Why Hospitals Care About Their Credit Score—And What That Means for You as a Patient

Hospitals, like people, have credit scores. These scores—issued by agencies like Fitch, Moody’s, and S&P Global—tell lenders how financially trustworthy a hospital is. A higher score means the hospital can borrow money more easily and at better rates. This helps them fund big projects like new buildings, high-tech equipment, and expanded services.

But here’s where it affects you, the patient:

To maintain or improve these credit ratings, hospitals often need to show strong financial performance. One of the fastest ways hospitals cut costs is to reduce staffing—especially nurses, meaning less workers to care for patients.

That’s where the problem starts.

Reducing the number of nurses per patient may help the hospital’s bottom line in the short term, but research shows it puts patient safety at risk. Lower nurse-to-patient ratios are directly linked to better health outcomes—fewer complications, lower mortality, shorter hospital stays—and even long-term cost savings for hospitals. In other words, safe staffing isn’t just better care, it’s smart financial strategy.

[Free-text descriptions of objects]
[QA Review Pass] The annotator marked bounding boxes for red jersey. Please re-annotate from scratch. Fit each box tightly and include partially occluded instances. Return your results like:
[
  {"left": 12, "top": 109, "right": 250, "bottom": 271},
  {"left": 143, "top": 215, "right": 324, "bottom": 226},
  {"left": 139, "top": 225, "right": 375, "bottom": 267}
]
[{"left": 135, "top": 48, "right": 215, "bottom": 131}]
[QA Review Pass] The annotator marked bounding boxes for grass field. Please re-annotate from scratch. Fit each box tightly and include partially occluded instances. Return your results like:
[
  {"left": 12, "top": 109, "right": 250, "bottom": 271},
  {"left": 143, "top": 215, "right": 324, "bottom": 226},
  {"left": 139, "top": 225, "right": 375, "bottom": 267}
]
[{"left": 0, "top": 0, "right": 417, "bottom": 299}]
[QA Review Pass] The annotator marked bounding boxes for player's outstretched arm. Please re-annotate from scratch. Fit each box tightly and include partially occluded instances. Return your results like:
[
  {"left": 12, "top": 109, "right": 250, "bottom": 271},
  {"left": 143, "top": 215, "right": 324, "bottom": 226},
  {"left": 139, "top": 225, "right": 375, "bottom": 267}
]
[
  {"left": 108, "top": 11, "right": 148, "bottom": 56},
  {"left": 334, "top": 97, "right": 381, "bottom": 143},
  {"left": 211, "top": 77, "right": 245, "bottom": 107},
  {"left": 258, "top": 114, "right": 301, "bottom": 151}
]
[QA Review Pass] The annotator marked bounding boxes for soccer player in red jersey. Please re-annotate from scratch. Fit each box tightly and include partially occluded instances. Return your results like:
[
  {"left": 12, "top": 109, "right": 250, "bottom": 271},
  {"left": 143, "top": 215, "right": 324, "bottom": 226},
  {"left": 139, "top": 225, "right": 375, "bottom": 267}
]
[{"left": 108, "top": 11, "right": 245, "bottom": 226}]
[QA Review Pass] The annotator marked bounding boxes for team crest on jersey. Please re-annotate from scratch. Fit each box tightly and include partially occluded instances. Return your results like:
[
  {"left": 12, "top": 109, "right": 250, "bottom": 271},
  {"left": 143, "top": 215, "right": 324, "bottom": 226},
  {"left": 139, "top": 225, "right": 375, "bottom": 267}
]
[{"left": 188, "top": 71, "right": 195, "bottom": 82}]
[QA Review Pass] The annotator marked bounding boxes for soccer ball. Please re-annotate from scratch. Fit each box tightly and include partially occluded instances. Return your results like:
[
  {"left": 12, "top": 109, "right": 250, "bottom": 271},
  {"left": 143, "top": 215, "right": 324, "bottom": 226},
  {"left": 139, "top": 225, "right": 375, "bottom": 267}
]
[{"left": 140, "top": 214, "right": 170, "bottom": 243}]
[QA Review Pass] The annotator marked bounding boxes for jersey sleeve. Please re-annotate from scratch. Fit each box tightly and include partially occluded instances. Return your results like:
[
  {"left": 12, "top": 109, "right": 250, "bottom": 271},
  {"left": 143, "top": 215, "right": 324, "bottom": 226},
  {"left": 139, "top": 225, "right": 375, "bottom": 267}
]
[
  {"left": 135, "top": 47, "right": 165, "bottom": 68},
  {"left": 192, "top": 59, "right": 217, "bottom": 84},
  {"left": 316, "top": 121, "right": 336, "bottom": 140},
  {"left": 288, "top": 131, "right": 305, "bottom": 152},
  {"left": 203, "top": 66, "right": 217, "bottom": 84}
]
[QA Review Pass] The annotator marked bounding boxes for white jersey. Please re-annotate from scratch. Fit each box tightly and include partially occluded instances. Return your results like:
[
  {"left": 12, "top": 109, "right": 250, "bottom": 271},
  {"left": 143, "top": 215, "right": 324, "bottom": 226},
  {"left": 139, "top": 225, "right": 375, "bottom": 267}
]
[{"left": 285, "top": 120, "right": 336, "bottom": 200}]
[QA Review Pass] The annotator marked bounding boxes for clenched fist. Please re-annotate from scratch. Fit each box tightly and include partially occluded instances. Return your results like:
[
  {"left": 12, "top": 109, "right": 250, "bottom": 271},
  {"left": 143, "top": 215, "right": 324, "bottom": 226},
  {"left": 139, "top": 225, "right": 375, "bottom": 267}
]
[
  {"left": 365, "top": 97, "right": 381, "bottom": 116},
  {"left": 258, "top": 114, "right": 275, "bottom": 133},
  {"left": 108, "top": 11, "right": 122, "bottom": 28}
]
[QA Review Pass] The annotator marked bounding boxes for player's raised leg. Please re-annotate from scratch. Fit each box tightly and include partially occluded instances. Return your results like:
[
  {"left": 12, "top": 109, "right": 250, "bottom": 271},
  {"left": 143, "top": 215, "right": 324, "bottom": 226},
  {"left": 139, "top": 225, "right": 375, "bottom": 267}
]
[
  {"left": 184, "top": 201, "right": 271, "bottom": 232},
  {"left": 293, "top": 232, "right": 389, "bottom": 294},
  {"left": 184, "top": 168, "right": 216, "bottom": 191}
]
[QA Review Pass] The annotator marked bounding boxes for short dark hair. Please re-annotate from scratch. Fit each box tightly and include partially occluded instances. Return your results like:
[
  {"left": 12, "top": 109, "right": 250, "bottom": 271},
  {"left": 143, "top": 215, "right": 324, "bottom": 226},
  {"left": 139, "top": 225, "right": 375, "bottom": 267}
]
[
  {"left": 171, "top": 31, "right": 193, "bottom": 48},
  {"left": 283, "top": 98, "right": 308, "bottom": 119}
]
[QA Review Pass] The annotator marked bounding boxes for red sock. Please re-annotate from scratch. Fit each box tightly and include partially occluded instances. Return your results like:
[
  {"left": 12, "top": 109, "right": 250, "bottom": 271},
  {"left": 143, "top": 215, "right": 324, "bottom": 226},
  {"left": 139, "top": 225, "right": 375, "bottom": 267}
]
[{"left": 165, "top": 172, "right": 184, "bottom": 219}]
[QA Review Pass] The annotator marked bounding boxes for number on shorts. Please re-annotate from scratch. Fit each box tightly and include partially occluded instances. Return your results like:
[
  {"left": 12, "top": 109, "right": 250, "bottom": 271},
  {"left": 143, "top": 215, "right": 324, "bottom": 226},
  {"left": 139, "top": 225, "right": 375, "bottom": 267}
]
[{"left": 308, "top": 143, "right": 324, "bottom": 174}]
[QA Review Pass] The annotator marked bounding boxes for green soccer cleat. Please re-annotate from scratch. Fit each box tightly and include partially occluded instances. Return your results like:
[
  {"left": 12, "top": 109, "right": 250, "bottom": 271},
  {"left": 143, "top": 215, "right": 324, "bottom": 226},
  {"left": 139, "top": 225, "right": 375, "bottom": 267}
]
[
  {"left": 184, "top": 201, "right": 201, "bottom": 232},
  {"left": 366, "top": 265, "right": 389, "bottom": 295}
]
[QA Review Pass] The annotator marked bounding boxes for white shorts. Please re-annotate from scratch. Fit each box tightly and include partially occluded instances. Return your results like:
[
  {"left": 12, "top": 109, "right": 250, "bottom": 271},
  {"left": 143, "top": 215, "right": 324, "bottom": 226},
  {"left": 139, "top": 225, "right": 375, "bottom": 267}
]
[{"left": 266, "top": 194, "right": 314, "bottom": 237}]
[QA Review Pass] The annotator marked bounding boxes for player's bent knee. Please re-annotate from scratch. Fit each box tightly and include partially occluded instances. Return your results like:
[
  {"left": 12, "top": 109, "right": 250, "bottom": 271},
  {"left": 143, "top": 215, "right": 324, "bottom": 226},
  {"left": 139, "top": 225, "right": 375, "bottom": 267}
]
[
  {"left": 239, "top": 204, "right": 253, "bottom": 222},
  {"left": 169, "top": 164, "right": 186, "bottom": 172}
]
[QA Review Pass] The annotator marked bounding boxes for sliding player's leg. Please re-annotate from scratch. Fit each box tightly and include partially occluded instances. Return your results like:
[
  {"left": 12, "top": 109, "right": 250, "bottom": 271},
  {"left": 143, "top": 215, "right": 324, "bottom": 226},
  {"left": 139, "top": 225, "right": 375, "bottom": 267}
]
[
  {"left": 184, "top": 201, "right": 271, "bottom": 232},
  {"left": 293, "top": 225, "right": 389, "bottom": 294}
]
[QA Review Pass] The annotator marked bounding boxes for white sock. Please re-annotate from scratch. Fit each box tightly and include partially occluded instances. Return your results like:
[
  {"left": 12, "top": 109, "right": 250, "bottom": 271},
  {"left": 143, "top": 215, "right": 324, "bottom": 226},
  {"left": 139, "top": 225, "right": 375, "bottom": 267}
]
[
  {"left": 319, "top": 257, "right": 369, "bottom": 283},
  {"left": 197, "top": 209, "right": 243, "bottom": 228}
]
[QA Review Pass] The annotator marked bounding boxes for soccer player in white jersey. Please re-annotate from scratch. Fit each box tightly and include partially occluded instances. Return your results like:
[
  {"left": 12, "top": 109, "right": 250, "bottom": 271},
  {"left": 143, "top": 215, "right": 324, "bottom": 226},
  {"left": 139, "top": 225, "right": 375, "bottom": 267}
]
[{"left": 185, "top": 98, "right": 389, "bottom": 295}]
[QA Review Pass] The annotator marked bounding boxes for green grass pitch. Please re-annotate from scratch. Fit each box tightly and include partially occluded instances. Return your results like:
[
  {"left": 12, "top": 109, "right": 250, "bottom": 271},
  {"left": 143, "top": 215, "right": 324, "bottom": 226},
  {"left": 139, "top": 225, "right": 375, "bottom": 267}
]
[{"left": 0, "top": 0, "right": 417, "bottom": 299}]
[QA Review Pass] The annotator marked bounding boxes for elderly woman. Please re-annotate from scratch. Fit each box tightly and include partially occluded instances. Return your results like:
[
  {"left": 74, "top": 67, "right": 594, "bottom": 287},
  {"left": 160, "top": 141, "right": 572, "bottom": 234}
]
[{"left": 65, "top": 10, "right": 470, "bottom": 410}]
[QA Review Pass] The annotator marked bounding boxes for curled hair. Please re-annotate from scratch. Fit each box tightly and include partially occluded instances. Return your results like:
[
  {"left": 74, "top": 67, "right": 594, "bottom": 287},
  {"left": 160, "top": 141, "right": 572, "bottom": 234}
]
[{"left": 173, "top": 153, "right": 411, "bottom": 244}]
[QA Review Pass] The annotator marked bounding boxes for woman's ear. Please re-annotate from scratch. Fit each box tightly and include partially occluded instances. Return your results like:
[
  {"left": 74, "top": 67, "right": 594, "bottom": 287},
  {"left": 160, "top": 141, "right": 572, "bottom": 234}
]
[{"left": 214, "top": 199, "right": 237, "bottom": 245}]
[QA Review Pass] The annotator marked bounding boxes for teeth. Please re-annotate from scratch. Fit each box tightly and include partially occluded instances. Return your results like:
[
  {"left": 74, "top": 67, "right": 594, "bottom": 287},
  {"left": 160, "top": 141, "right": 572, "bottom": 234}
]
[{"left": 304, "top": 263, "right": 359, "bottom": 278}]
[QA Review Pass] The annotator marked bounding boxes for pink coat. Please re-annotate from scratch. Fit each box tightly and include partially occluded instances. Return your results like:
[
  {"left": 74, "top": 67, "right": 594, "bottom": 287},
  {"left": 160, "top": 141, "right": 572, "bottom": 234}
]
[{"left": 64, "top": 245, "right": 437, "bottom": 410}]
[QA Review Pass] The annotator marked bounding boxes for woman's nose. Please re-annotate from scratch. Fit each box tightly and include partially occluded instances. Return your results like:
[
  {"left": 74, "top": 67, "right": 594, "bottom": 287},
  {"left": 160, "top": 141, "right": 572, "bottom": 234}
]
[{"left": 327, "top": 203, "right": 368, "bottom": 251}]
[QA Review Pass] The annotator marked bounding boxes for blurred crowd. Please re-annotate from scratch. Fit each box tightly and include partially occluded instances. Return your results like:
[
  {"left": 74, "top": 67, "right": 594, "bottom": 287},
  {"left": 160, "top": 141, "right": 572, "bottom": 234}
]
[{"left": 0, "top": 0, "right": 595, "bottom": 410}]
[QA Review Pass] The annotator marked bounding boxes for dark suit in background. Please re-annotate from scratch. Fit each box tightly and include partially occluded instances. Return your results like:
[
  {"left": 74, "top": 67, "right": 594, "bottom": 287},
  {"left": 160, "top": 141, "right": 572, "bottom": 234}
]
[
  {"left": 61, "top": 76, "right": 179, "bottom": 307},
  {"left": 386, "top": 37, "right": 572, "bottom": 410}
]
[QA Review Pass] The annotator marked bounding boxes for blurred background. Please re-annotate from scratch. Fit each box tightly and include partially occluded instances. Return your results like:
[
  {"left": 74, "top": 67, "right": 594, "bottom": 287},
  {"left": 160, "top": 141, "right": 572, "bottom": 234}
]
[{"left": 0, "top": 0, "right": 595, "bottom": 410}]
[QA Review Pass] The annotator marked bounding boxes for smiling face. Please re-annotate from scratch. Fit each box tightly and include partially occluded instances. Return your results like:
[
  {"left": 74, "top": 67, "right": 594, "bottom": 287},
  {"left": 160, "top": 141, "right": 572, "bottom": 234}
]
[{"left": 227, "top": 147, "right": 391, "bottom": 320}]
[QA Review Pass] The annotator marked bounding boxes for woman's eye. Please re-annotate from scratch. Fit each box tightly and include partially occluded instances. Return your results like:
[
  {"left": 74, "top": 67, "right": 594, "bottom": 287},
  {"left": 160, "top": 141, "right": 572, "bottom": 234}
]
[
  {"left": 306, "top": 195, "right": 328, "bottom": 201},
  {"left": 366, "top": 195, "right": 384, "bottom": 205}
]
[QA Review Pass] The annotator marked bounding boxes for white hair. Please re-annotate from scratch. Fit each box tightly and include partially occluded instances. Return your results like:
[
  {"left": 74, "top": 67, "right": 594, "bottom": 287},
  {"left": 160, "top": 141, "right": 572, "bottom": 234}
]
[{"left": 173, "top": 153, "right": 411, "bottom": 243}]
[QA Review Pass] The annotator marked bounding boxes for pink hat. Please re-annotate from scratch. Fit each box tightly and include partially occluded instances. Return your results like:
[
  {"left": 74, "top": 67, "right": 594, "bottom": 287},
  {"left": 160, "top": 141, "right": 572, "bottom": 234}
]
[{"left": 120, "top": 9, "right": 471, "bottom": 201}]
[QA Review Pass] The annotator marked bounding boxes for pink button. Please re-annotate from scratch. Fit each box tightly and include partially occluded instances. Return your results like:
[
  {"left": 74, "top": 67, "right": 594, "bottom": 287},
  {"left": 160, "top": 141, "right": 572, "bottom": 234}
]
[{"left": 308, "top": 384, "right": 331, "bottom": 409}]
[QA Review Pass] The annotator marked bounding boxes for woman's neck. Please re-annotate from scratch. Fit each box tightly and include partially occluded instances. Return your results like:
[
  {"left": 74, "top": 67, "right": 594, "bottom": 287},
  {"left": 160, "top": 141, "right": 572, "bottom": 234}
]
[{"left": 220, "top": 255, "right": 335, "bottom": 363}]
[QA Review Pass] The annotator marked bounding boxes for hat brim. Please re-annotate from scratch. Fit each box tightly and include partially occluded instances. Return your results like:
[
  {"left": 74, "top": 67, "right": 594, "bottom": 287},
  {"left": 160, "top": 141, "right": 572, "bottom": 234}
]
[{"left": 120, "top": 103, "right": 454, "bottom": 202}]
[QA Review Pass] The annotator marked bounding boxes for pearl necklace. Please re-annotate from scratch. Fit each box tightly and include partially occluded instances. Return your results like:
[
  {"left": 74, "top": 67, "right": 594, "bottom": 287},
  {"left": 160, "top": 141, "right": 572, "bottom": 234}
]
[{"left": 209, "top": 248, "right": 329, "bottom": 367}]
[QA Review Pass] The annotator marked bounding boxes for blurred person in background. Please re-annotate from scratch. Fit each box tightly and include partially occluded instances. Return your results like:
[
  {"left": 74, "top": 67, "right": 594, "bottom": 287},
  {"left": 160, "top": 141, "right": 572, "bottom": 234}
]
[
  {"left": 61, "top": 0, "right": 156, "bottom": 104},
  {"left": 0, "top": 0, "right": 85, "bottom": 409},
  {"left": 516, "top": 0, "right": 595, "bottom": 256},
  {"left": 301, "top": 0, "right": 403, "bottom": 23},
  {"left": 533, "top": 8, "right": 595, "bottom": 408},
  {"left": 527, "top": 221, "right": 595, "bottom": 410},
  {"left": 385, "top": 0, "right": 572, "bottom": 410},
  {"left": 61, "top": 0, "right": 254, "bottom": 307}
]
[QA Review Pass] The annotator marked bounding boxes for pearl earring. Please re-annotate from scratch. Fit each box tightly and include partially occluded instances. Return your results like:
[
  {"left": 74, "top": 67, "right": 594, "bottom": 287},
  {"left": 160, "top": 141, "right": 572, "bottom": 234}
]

[TASK TO COMPLETE] Translate this sentence from the article on hospital credit scores into Spanish: "A higher score means the hospital can borrow money more easily and at better rates."

[WORKED SOLUTION] Una puntuación más alta significa que el hospital puede pedir dinero prestado con más facilidad y a mejores tasas.